From the first entry to the last, copy the material exactly as it stands.
<<<<
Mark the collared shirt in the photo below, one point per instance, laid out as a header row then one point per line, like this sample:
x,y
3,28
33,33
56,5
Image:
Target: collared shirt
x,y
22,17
>>>>
Exercise answer
Mark the collared shirt in the photo below, one point per instance, laid out as a header row then one point per line, like this sample:
x,y
3,28
33,33
56,5
Image:
Target: collared shirt
x,y
22,17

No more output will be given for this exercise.